Source information: Begin

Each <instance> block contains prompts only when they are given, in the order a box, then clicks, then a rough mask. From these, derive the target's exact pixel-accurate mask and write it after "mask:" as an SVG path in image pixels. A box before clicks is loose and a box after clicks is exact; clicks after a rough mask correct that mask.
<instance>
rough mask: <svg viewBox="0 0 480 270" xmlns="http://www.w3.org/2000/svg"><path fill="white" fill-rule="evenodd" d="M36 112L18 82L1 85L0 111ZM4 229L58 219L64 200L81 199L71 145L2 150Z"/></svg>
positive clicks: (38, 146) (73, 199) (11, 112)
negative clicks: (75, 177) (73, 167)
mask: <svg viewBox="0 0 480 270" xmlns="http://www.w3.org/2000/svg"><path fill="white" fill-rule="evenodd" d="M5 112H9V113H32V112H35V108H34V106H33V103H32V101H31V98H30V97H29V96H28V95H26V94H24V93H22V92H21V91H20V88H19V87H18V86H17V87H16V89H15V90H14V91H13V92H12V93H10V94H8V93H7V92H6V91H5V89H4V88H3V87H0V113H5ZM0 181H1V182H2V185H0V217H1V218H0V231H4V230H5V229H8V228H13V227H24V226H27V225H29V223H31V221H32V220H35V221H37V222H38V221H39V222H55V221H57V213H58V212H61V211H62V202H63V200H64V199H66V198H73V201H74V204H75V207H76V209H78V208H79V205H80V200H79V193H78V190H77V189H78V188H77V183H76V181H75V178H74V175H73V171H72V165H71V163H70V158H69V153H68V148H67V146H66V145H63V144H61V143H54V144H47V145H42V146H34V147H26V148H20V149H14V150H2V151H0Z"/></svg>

Source information: End

Description of the task
The lines running from the start of the data through the one that contains "positive clicks: (38, 146)" should be reproduced exactly, and only those.

Solution
Each <instance> block contains prompts only when they are given, in the order a box, then clicks, then a rough mask. From these, derive the target's exact pixel-accurate mask and write it after "mask:" as an SVG path in image pixels. A box before clicks is loose and a box after clicks is exact; clicks after a rough mask correct that mask.
<instance>
rough mask: <svg viewBox="0 0 480 270" xmlns="http://www.w3.org/2000/svg"><path fill="white" fill-rule="evenodd" d="M36 112L18 82L1 85L0 111ZM4 229L58 219L64 200L81 199L71 145L2 150Z"/></svg>
positive clicks: (38, 146) (73, 199) (11, 112)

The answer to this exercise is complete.